DESCRIPTION OF THE TASK
Reproduce exactly the lines below, starting at the line that contains "Study the picture above. For each instance of the sky, find" and ending with the last line of the records, both included; leave out any pictures.

........

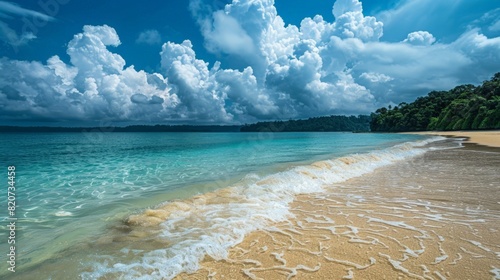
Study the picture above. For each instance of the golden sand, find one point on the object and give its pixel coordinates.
(486, 138)
(434, 217)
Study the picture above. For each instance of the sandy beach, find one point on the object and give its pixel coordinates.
(486, 138)
(436, 216)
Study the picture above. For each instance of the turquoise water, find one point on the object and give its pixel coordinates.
(72, 186)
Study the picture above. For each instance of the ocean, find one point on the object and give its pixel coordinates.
(152, 205)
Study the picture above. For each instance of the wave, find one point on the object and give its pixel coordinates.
(210, 224)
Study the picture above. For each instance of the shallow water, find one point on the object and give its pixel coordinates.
(83, 196)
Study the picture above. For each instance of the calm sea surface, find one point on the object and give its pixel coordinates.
(71, 188)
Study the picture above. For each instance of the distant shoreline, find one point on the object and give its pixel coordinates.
(489, 138)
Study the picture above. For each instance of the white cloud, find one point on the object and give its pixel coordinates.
(95, 86)
(15, 9)
(420, 38)
(495, 26)
(375, 77)
(8, 34)
(351, 23)
(150, 37)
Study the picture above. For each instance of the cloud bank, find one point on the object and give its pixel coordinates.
(317, 68)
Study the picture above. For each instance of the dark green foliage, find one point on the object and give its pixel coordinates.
(463, 108)
(331, 123)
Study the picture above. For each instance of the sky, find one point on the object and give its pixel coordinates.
(73, 62)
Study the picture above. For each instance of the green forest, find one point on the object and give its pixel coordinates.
(466, 107)
(330, 123)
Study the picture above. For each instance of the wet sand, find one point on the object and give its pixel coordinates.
(436, 216)
(487, 138)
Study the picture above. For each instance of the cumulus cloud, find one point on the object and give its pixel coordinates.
(316, 68)
(149, 37)
(95, 86)
(420, 38)
(8, 10)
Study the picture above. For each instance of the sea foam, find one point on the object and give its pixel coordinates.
(210, 224)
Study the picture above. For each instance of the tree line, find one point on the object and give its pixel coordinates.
(466, 107)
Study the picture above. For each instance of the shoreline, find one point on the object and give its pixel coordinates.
(436, 216)
(489, 138)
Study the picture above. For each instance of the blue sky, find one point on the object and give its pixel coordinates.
(69, 62)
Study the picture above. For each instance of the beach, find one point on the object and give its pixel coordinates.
(486, 138)
(435, 216)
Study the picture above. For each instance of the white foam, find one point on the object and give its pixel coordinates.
(212, 228)
(63, 214)
(496, 272)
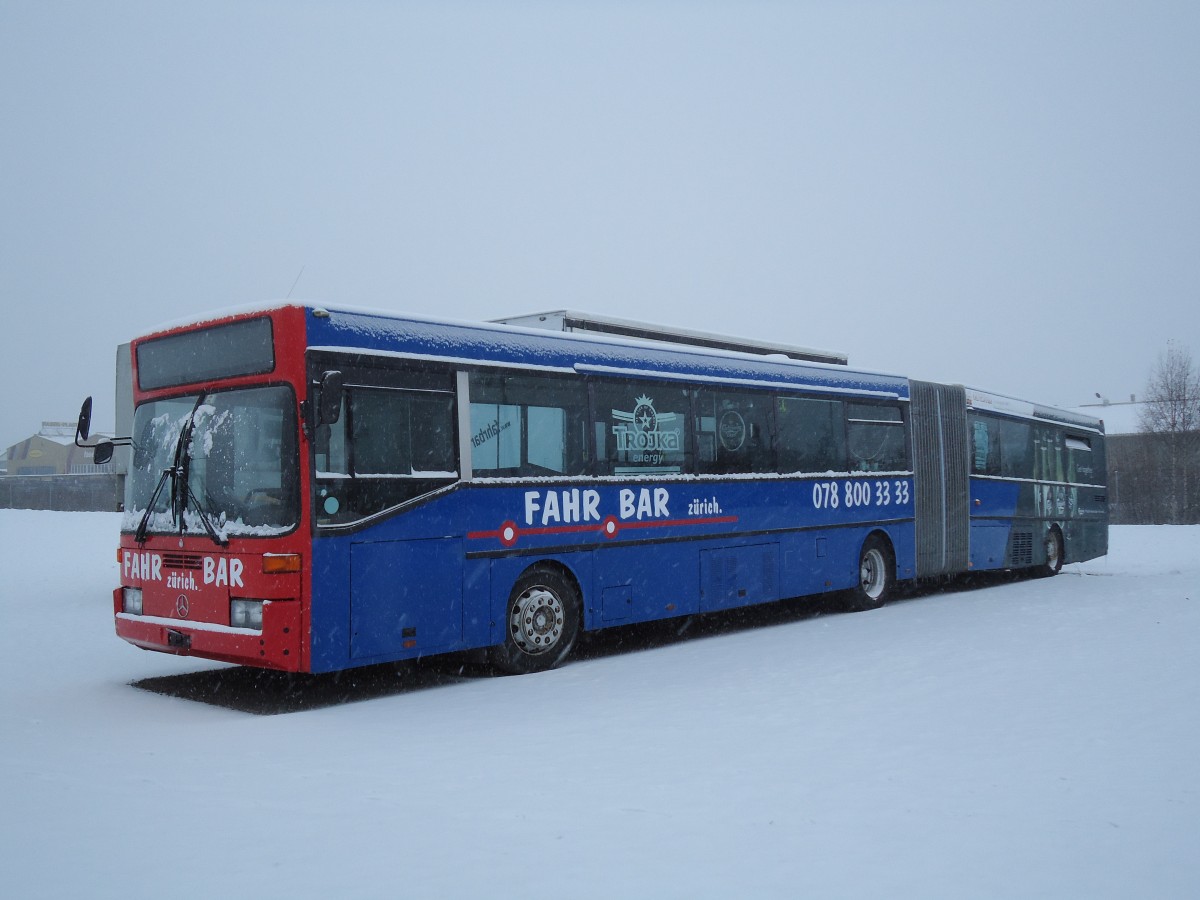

........

EXERCISE RESULT
Study the picture above. For each instance of the sky, find one point on the object and give its pixel coordinates.
(73, 62)
Study the picture above. For each instance of the green forest, find one point on the object and give its pixel coordinates.
(466, 107)
(330, 123)
Study the picture above. For each instance of the wet sand, find one point on the object and give its pixel coordinates.
(436, 216)
(487, 138)
Study the picture above. For each instance of the cumulus cloud, find one point on the object and give its pixel coordinates.
(316, 68)
(149, 37)
(95, 86)
(420, 38)
(8, 10)
Study the picture above. For each instance of the sea foam, find one point on the object and give its pixel coordinates.
(210, 224)
Study the picture above. For each instance of the tree line, find one point on the object and give its pixel coordinates.
(466, 107)
Study the picture above. For each instance of the shoreline, find one point on the object and give its pixel coordinates.
(436, 216)
(489, 138)
Study the picture above. For each instance of the blue sky, find one point on the object and give its pixel coordinates.
(69, 62)
Study the picture above. For each instance of the beach, find one point on the object and give its pixel coordinates.
(486, 138)
(435, 216)
Study the picture above. For each instance of the white foam, find one point on the object and give its pixel coordinates.
(212, 228)
(63, 214)
(496, 272)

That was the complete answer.